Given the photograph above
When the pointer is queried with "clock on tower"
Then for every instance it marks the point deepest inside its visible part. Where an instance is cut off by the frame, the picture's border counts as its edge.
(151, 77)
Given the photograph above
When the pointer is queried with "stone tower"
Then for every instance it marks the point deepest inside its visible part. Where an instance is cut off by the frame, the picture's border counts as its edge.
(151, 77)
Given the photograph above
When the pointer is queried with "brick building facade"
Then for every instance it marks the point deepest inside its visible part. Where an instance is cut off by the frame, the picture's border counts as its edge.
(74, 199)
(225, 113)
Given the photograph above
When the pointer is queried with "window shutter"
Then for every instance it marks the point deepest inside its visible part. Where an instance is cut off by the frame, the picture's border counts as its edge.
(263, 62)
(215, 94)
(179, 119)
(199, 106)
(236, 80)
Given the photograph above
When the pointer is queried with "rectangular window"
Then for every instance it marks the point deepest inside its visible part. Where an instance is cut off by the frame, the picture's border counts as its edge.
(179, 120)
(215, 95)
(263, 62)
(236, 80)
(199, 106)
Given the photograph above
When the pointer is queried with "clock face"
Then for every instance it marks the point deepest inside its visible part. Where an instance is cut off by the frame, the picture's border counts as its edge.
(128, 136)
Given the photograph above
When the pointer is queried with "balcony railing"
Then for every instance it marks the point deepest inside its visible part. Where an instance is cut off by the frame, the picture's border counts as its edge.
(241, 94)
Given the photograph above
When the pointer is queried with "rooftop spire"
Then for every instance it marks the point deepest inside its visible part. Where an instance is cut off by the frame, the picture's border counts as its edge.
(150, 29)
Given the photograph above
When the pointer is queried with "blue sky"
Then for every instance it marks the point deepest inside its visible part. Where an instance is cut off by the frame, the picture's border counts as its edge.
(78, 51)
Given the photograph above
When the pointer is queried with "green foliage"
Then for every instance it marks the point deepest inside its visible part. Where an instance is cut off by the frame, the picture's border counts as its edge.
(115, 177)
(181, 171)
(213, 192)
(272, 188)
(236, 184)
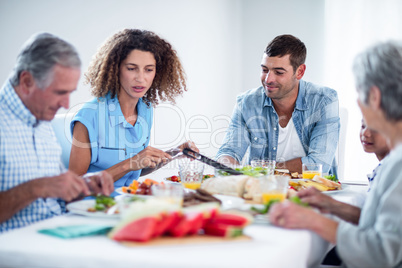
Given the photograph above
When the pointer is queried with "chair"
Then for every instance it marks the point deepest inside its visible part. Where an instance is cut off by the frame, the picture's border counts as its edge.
(340, 151)
(61, 127)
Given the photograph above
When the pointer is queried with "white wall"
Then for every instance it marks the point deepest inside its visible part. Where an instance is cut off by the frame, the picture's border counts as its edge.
(220, 43)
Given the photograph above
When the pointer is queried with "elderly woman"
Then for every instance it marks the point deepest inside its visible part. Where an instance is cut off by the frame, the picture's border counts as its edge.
(374, 238)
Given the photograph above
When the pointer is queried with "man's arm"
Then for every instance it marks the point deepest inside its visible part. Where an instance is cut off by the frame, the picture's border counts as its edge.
(67, 186)
(324, 137)
(16, 199)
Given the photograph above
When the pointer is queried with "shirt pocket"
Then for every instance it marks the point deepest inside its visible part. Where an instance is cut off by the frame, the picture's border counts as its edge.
(258, 147)
(109, 156)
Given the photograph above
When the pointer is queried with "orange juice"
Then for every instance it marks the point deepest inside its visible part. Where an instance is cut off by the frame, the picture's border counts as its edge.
(266, 197)
(191, 185)
(310, 174)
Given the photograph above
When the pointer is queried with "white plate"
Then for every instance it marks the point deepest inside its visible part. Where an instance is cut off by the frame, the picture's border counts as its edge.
(326, 192)
(344, 187)
(120, 191)
(229, 202)
(81, 208)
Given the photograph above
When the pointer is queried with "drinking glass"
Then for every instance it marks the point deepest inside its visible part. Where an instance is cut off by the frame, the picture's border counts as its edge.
(191, 173)
(310, 170)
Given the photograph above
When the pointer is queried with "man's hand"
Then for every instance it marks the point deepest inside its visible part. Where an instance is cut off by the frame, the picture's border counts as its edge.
(190, 145)
(99, 182)
(317, 199)
(150, 157)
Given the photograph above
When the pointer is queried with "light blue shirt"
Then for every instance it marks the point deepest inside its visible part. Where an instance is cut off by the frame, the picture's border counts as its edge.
(255, 126)
(112, 138)
(28, 150)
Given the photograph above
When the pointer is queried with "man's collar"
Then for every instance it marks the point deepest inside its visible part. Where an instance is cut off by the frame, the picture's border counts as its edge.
(17, 107)
(300, 100)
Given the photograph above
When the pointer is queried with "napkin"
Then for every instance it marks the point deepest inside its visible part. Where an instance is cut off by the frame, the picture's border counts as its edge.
(73, 231)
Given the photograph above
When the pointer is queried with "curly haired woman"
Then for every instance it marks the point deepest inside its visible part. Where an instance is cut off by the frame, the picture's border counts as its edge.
(129, 74)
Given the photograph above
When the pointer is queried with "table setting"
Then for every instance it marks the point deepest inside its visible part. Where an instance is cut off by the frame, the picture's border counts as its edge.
(88, 238)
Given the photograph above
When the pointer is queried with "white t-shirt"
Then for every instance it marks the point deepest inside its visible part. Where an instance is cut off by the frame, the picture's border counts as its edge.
(289, 145)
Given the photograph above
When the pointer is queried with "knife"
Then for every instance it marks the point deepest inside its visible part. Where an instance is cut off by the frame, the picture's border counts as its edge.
(190, 153)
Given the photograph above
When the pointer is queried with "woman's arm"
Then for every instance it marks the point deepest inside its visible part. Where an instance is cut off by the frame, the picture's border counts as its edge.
(80, 157)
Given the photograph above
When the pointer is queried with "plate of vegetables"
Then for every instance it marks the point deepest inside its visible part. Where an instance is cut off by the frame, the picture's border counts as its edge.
(98, 207)
(177, 179)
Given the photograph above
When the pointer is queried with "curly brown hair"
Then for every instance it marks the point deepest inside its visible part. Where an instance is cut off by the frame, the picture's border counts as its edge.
(103, 71)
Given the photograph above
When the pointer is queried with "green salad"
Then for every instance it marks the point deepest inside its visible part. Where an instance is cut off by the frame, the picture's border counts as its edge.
(247, 170)
(103, 202)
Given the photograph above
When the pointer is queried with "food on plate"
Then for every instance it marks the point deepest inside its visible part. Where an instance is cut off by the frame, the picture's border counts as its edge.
(103, 203)
(175, 178)
(267, 206)
(329, 183)
(197, 197)
(223, 230)
(229, 185)
(320, 183)
(150, 219)
(247, 170)
(142, 188)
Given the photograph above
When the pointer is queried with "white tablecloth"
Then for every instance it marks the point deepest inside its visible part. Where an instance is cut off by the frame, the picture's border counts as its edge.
(270, 247)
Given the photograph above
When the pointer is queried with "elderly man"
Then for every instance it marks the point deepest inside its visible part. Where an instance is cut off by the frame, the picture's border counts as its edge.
(286, 119)
(374, 237)
(32, 187)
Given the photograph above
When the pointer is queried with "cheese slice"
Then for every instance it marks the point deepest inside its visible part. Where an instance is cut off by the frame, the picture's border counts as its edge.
(227, 185)
(319, 186)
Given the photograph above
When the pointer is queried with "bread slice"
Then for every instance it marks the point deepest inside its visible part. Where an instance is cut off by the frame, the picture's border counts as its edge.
(227, 185)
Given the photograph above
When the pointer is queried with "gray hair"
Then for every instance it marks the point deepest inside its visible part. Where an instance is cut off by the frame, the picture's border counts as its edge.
(40, 54)
(381, 66)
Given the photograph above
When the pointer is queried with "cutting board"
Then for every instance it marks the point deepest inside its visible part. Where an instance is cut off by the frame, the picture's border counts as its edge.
(195, 239)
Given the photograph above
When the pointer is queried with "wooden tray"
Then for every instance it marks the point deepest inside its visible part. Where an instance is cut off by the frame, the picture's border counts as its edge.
(195, 239)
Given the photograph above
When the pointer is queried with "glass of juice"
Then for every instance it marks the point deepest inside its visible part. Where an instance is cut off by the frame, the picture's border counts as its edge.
(274, 187)
(191, 173)
(310, 170)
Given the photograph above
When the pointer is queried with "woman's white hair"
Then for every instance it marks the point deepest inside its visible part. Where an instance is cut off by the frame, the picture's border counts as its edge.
(381, 66)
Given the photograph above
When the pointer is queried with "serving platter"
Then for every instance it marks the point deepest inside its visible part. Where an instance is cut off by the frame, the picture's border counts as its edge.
(120, 191)
(81, 208)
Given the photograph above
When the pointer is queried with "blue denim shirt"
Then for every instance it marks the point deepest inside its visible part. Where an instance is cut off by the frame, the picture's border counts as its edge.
(112, 138)
(254, 126)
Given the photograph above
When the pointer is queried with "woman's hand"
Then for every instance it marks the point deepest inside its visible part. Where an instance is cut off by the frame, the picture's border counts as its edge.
(189, 145)
(290, 215)
(150, 157)
(317, 199)
(99, 182)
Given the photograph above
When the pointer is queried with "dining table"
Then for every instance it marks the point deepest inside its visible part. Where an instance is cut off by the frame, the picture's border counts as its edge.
(266, 246)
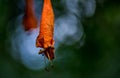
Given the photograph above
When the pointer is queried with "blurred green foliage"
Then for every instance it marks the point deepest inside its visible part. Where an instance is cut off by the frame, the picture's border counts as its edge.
(99, 57)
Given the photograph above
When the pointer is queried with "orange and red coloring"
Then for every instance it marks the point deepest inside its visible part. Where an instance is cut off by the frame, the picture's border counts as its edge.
(45, 38)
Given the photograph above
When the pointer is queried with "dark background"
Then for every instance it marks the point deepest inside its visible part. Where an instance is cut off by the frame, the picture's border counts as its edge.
(99, 57)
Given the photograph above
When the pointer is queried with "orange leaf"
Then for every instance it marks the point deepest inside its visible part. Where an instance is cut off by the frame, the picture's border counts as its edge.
(29, 19)
(45, 38)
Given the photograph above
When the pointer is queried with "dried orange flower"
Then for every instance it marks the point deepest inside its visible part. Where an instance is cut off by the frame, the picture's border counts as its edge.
(45, 38)
(29, 19)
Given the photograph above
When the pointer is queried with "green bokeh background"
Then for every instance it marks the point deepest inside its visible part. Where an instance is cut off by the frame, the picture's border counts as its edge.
(99, 57)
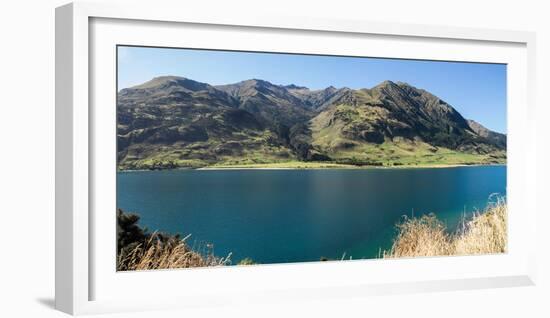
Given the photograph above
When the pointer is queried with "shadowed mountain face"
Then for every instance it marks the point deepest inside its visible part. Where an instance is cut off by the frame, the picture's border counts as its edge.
(172, 121)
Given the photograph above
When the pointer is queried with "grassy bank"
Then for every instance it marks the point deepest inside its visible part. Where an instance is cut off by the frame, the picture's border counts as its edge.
(484, 233)
(139, 250)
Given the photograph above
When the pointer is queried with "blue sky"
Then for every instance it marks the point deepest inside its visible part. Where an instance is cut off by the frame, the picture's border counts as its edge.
(477, 91)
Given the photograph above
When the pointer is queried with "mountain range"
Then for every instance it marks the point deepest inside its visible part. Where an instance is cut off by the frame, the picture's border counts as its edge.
(171, 122)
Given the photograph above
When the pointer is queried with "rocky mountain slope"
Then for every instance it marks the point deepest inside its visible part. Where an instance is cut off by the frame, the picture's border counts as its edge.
(171, 122)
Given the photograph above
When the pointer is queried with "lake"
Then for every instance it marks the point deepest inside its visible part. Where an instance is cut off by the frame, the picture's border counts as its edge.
(275, 216)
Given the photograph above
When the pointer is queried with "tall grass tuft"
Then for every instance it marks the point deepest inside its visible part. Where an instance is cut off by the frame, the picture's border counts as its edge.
(484, 233)
(139, 250)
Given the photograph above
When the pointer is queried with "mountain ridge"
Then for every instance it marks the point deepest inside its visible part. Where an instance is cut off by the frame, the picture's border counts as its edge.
(173, 121)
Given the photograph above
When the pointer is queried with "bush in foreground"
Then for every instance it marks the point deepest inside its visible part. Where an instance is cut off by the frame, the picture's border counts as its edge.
(139, 250)
(484, 233)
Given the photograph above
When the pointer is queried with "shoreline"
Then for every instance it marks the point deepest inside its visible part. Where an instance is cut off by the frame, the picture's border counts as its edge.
(332, 167)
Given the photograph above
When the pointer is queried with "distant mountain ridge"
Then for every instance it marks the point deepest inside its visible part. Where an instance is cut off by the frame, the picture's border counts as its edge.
(173, 121)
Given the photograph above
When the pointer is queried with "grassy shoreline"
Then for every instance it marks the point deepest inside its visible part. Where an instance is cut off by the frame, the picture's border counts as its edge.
(297, 165)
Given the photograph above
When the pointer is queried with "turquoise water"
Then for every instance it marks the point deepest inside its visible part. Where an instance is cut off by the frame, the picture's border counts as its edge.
(275, 216)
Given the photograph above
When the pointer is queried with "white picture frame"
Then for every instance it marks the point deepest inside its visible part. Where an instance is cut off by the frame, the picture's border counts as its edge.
(83, 79)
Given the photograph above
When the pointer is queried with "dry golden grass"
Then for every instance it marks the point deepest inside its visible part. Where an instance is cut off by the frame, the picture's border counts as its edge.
(159, 252)
(484, 233)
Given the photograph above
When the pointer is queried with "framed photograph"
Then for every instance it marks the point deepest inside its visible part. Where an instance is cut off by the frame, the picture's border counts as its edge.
(270, 159)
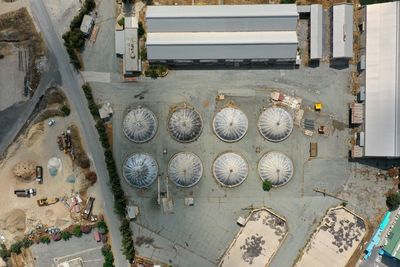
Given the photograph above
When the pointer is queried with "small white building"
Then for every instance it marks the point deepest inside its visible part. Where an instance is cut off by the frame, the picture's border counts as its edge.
(131, 46)
(316, 22)
(342, 32)
(87, 25)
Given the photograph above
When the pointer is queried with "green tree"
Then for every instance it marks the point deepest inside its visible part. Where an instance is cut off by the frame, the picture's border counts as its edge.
(16, 247)
(141, 30)
(45, 240)
(65, 235)
(102, 226)
(65, 110)
(77, 231)
(393, 201)
(267, 185)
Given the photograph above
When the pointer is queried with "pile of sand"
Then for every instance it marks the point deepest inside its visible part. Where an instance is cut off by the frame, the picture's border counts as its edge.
(14, 221)
(25, 170)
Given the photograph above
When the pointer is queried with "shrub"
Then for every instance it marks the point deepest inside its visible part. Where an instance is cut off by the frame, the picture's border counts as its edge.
(121, 22)
(143, 53)
(16, 247)
(86, 229)
(56, 237)
(4, 252)
(45, 240)
(393, 201)
(66, 110)
(77, 231)
(65, 235)
(267, 185)
(91, 177)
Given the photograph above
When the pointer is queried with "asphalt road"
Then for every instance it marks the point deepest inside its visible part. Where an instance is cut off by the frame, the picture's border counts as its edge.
(71, 83)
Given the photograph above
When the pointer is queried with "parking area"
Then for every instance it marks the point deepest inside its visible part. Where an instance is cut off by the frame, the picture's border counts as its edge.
(55, 253)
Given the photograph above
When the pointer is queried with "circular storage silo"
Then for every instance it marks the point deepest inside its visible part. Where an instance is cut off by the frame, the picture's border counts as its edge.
(140, 125)
(275, 167)
(230, 169)
(140, 170)
(230, 124)
(185, 169)
(275, 124)
(185, 125)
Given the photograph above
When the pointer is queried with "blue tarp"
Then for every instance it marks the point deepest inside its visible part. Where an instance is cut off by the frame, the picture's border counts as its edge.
(376, 238)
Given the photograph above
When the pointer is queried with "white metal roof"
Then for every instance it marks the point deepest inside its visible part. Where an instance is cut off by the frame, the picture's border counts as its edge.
(213, 11)
(197, 38)
(316, 32)
(131, 23)
(131, 57)
(382, 108)
(119, 42)
(342, 31)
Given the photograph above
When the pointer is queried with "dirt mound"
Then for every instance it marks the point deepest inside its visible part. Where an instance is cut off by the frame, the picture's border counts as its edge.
(34, 133)
(25, 170)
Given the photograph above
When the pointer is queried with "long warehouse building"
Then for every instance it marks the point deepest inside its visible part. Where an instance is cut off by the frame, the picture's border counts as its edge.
(382, 80)
(213, 33)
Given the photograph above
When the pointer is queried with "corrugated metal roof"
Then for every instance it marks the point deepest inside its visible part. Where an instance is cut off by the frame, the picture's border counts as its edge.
(382, 108)
(219, 38)
(342, 31)
(131, 23)
(281, 10)
(316, 32)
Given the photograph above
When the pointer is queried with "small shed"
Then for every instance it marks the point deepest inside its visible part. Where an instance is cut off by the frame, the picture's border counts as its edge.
(87, 25)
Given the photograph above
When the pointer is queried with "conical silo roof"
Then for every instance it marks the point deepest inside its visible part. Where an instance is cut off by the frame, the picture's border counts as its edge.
(140, 170)
(140, 125)
(230, 169)
(230, 124)
(275, 124)
(185, 125)
(275, 167)
(185, 169)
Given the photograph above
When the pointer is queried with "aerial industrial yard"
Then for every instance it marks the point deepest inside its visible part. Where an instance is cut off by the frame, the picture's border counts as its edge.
(199, 133)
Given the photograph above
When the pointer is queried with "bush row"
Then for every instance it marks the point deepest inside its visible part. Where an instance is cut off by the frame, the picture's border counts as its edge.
(65, 235)
(120, 201)
(74, 39)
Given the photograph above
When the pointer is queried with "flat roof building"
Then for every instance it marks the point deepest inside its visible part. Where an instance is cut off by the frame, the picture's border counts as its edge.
(316, 22)
(211, 33)
(131, 49)
(221, 18)
(382, 74)
(221, 45)
(342, 32)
────────────────────────────────────────
Pull out every line of the listing above that contains the word "green", and copy each one in full.

- _EXPECTED OUTPUT_:
When the pointer is queried with "green foliage"
When the pointer is queried with "green salad"
When the pointer is queried with "blurred green foliage"
When the pointer is queried with "green bokeh background"
When the pointer is queried with "green tree"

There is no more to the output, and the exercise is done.